# DIRECTION
Retype the lines of the data below without any changes, from the line containing "Expected: one point per instance of the man's face, each" down to the end of the data, including both.

# SOURCE DATA
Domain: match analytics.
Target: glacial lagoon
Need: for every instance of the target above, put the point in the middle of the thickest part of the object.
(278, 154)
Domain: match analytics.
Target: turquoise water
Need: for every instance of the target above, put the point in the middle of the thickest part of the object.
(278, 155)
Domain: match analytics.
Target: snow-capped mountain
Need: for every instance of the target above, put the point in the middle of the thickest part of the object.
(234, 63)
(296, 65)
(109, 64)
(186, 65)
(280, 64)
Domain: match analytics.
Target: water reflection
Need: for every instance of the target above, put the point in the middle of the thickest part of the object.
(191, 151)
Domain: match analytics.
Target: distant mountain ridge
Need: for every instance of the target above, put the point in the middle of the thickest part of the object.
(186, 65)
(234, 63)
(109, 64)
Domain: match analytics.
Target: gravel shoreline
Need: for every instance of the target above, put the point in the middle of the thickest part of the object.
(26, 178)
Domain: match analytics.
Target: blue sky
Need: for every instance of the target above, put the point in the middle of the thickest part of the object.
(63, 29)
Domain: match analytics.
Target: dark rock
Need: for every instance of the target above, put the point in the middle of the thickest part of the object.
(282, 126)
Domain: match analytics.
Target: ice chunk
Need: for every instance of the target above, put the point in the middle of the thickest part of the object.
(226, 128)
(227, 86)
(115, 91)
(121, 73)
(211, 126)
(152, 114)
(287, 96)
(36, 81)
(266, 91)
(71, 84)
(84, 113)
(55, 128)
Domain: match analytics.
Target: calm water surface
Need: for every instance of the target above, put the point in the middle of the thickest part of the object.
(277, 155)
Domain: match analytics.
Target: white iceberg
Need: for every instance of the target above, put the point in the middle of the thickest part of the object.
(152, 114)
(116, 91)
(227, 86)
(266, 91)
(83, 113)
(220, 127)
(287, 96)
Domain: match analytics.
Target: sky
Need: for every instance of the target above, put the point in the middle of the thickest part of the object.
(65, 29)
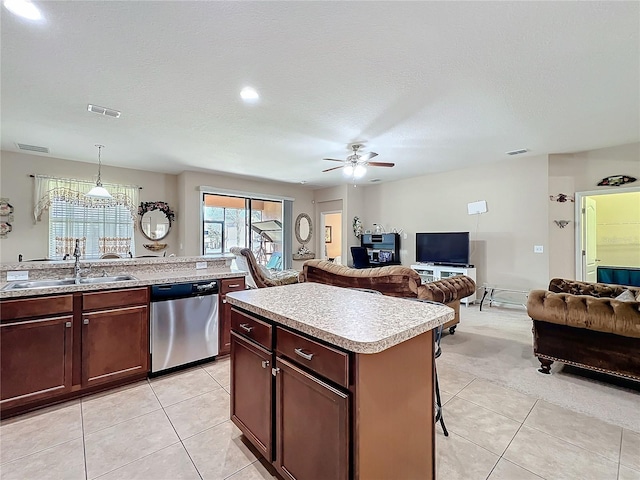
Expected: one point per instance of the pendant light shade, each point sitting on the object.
(99, 191)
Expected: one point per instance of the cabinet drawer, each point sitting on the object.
(115, 298)
(36, 307)
(250, 327)
(231, 285)
(326, 361)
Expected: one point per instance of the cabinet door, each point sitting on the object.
(115, 344)
(312, 426)
(251, 393)
(35, 359)
(225, 327)
(227, 285)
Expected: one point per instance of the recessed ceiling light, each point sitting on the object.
(249, 94)
(24, 9)
(109, 112)
(518, 152)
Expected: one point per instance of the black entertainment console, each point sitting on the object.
(383, 248)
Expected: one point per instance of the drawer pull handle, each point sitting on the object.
(306, 356)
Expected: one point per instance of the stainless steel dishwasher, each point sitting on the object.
(184, 323)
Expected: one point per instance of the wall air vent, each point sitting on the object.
(109, 112)
(517, 152)
(32, 148)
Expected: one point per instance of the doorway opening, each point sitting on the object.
(331, 223)
(608, 231)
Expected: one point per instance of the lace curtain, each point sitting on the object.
(48, 189)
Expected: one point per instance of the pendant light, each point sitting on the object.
(99, 191)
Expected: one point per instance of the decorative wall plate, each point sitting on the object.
(155, 247)
(616, 180)
(5, 227)
(5, 207)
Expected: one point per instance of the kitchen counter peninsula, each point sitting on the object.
(147, 271)
(328, 382)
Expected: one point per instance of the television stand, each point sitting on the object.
(433, 273)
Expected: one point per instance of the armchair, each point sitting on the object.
(258, 275)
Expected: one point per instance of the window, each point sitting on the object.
(234, 221)
(102, 225)
(107, 229)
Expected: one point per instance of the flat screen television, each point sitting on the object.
(446, 248)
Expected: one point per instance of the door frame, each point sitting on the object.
(321, 234)
(580, 224)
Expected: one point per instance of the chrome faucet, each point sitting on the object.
(76, 266)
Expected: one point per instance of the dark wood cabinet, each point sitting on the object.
(336, 414)
(227, 285)
(57, 347)
(312, 426)
(35, 359)
(252, 393)
(115, 344)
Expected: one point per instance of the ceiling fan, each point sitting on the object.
(356, 164)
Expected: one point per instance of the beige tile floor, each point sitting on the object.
(177, 427)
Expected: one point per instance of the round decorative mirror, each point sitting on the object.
(155, 219)
(304, 229)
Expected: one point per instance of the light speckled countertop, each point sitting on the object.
(357, 321)
(142, 280)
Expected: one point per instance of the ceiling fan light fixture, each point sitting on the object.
(359, 171)
(24, 9)
(99, 191)
(249, 95)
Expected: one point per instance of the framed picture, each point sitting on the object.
(327, 234)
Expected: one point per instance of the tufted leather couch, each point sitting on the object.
(395, 281)
(583, 324)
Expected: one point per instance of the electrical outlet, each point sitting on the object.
(14, 275)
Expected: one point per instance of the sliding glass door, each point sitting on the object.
(231, 221)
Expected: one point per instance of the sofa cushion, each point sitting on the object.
(626, 296)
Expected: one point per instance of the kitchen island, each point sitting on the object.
(328, 382)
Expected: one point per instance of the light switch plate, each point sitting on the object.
(17, 275)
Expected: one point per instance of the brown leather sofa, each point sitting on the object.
(396, 281)
(582, 324)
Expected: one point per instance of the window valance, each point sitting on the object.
(47, 189)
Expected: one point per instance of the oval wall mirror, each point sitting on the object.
(155, 220)
(304, 228)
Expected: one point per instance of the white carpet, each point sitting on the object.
(496, 344)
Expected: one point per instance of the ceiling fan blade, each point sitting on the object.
(329, 169)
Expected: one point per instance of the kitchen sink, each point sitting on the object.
(31, 284)
(117, 278)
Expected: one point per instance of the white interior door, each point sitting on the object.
(589, 252)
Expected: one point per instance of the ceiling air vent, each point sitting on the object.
(109, 112)
(517, 152)
(32, 148)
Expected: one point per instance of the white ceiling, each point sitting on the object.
(431, 86)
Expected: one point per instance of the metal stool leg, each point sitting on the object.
(439, 415)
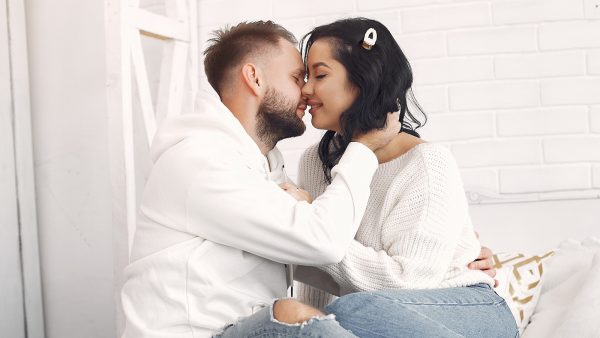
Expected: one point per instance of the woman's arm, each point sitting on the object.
(419, 237)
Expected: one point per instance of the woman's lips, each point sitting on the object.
(314, 106)
(300, 110)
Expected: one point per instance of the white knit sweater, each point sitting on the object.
(415, 233)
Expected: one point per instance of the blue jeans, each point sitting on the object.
(474, 311)
(262, 324)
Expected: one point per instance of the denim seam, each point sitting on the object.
(443, 327)
(500, 302)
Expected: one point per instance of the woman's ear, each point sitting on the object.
(253, 78)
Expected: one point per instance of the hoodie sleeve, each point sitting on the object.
(231, 204)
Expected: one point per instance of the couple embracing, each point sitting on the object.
(377, 227)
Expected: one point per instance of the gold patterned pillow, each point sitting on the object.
(519, 278)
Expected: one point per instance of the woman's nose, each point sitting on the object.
(307, 89)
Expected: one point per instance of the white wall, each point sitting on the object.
(70, 141)
(512, 87)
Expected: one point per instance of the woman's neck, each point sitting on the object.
(399, 145)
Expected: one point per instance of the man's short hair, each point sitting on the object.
(232, 45)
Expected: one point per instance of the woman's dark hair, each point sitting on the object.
(382, 76)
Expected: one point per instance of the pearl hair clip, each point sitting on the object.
(370, 39)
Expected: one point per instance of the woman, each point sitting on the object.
(406, 272)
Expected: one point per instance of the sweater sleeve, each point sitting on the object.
(419, 234)
(230, 204)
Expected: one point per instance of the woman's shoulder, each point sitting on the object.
(311, 155)
(434, 153)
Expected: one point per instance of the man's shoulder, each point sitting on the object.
(311, 155)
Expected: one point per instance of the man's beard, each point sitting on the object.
(277, 119)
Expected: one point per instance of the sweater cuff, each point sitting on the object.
(360, 158)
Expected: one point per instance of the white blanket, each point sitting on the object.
(569, 304)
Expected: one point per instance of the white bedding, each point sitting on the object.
(569, 303)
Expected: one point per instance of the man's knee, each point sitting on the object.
(293, 312)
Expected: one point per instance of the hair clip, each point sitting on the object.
(370, 39)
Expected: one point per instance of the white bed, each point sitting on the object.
(568, 299)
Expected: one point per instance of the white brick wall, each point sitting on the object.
(572, 149)
(544, 179)
(543, 121)
(493, 40)
(498, 152)
(512, 87)
(595, 119)
(528, 11)
(537, 65)
(445, 17)
(593, 62)
(571, 91)
(491, 95)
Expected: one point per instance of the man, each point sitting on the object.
(214, 230)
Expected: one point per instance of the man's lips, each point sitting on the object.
(314, 105)
(300, 110)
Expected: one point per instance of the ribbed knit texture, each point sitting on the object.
(416, 232)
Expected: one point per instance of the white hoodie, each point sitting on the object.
(214, 230)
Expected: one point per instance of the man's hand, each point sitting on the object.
(485, 263)
(379, 138)
(297, 193)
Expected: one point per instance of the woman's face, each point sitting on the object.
(327, 90)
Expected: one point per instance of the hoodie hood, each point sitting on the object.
(210, 119)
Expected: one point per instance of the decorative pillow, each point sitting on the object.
(519, 278)
(566, 275)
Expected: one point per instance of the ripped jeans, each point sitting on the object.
(263, 324)
(473, 311)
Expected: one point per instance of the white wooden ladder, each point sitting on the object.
(133, 111)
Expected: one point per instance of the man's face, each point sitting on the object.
(281, 110)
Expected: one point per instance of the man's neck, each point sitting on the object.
(248, 121)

# SOLUTION TO THE PROBLEM
Expected: one point per instance of the man's face, each point sitting on the object.
(281, 110)
Expected: one point per instance of the man's neck, each point sitting on the object.
(248, 121)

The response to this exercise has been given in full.